• Daftar Tugas:
A) Ubah paragraf dalam teks bacaan di bawah yang diawali "Perkataan yang dianggap melecehkan ini" menjadi daftar poin singkat tanpa menghilangkan fakta utamanya.
B) Menurut teks bacaan, apa penyebab munculnya protes dari kalangan Islam?

• Teks Bacaan:
:::::
Ahok yang selama ini sering melontarkan pernyataan pernyataan kontroversial dan dianggap kasar seakan menemukan puncaknya, tatkala dia menyatakan bahwa ummat Islam jangan mau ditipu untuk tidak memilihnya gara-gara banyak kalangan yang menggunakan ayat 51 Surah Al-Maidah.
Ayat ini secara gamblang melarang agar orang-orang beriman tidak memilih kalangan Yahudi dan Kristen sebagai peminpin mereka.
Pernyataan ini kemudian menyulut kemarahan dan protes dari kalangan Islam, baik yang sangat keras atau pun lembut. Protes ini muncul karena diksi yang dipilih Ahok adalah dengan menyatakan jangan mau ditipu dengan menggunakan ayat itu.
Pernyataan Ahok ini dianggap telah melecehkan Kitab Suci dan sekaligus menciderai perasaan keagamaan kaum muslimin.
Perkataan yang dianggap melecehkan ini tentu saja sangat potensial menimbulkan kegaduhan politik dan pencemaran suasana menjelang Pilkada DKI, dimana Ahok menjadi salah satu calonnya. Perasaan kaum muslimin yang terluka akan menimbulkan ketegangan emosional bukan hanya di tengah masyarakat Jakarta, namun akan meluas ke berbagai daerah.
Ahok sebagai salah seorang penganut agama yang mengakui dirinya sebagai penganut Kristen yang taat tentu sangat kurang pantas dan rendah etika dan adab yang menghunjam simbol simbol sakralitas agama tertentu.
:::::
• Data:
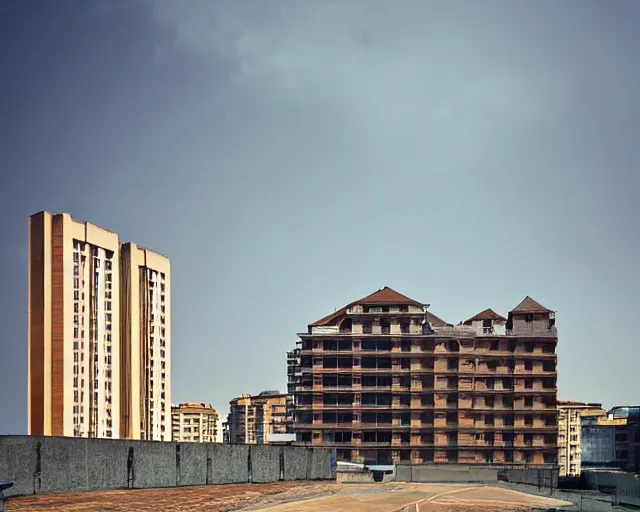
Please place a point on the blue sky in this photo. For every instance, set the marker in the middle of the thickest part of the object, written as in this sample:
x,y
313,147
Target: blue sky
x,y
290,157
:::::
• Hasil Tiap Tugas:
A)
- Perkataan yang dianggap melecehkan itu berpotensi memicu kegaduhan politik dan mencemari suasana menjelang Pilkada DKI, tempat Ahok menjadi salah satu calon.
- Perasaan kaum muslimin yang terluka akan menimbulkan ketegangan emosional di tengah masyarakat Jakarta dan meluas ke berbagai daerah.

B) Diksi yang dipilih Ahok, yaitu menyatakan jangan mau ditipu dengan menggunakan ayat itu.